— begin Text section —

The European recapture of Toledo in 1085 marked the beginning of the decline of Moorish rule in Spain, though it was not until the close of the final and gruesomely unsuccessful Crusade in 1204 that the attention of Christian Europe turned more fully toward removing the infidels at their own doorstep. With the fall of Granada in 1492, Islamic dominance in Spain was finally subdued, and the magnificent life that bloomed for centuries under the Moors disappeared.

Monostatos is heir to the great Moorish civilization, though by the late eighteenth century the popular imagination had all but erased the memory of the beauty and grandeur of Moorish life. Many of the Moors had fled Europe, returning to North Africa and other Arab lands, though it was not uncommon to find Moors employed as servants or slaves in the households of prominent European families, especially in Portugal, Spain, and Italy. But within the late-eighteenth-century European imagination, Moors were mostly a fallen and degenerate people, a servile people, a dark people. Were they considered exotic? Perhaps, but certainly not to the extent they were in the mid- to late-nineteenth-century, when Arabic material culture (such as carpets, pillows, carvings, weapons, and platters) became the vogue in European home decor and the choice in costumes for fancy dress parties.

— end Text section —
— begin Supplied material —

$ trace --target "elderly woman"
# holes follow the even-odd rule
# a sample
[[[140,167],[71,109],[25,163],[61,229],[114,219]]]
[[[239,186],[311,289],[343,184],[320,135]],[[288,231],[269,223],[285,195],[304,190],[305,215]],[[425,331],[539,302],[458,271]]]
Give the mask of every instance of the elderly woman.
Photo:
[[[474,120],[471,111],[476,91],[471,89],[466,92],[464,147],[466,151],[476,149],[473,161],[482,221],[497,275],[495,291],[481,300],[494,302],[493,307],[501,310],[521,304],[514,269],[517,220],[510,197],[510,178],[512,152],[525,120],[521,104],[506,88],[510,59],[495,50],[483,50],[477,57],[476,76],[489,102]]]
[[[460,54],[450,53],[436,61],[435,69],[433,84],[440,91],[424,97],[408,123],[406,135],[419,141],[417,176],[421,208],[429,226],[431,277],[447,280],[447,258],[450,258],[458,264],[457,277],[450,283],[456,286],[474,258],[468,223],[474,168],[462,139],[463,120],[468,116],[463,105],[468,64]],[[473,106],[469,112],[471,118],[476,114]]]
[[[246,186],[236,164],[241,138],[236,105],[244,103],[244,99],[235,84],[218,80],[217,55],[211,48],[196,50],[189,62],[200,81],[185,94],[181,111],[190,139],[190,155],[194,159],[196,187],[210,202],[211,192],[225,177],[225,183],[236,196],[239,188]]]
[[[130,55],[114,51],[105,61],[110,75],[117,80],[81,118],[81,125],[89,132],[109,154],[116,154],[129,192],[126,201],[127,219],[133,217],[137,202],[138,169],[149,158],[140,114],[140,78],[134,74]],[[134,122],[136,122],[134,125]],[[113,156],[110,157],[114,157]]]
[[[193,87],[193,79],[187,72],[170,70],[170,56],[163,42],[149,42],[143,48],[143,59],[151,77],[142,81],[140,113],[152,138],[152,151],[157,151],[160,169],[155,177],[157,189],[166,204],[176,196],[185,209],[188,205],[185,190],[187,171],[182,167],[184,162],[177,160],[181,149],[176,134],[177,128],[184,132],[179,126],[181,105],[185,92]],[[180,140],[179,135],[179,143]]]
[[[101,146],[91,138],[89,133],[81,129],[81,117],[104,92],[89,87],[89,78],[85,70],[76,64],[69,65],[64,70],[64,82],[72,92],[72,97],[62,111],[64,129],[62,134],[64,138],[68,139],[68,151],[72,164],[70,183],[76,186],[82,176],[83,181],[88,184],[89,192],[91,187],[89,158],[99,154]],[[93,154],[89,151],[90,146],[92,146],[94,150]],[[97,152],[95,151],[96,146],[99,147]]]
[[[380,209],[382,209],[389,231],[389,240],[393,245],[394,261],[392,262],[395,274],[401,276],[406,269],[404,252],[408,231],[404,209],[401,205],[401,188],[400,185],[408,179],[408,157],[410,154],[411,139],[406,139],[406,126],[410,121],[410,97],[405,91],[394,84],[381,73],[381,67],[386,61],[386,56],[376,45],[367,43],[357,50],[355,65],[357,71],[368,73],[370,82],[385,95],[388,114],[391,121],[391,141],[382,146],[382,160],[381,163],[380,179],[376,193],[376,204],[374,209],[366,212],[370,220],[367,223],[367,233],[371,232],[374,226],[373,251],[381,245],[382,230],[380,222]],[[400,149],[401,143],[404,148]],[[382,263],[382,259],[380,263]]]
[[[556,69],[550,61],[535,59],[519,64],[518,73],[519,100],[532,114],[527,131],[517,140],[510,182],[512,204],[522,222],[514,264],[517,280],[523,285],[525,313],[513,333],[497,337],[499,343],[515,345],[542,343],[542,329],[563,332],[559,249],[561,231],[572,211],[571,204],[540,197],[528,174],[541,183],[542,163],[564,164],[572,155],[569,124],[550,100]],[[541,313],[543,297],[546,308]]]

— end Supplied material —

# Required work
1) Repeat the part of the text on the Moors word for word, starting with "The European recapture" and going on through "the Moors disappeared.".
2) Carry on the text on the Moors from its last sentence.
The records come from a different source than the text on the Moors.

# Responses to the tasks
1)
The European recapture of Toledo in 1085 marked the beginning of the decline of Moorish rule in Spain, though it was not until the close of the final and gruesomely unsuccessful Crusade in 1204 that the attention of Christian Europe turned more fully toward removing the infidels at their own doorstep. With the fall of Granada in 1492, Islamic dominance in Spain was finally subdued, and the magnificent life that bloomed for centuries under the Moors disappeared.

2)
The world in which Mozart and Schikaneder lived viewed Moors as distinctly inferior,2 not only because of their religion but more so because of ignoble character traits attributed to Moorish culture—traits that were, of course, part and parcel of the ongoing creation of social boundaries and group identities employed by Europeans in defining themselves against that savage “other.”3 (It must be noted that such a practice is hardly unique to Europeans, but a truly pan-human phenomenon.) And, not surprisingly, these Moorish attributes are well reflected in the literature of the time, especially in what is sometimes termed “that cheaper sort of fiction.” Though not particularly high in literary quality, many of these widely read works offer a compelling portrayal of Moors cast within the web of the popular European imagination of the late eighteenth and early nineteenth centuries.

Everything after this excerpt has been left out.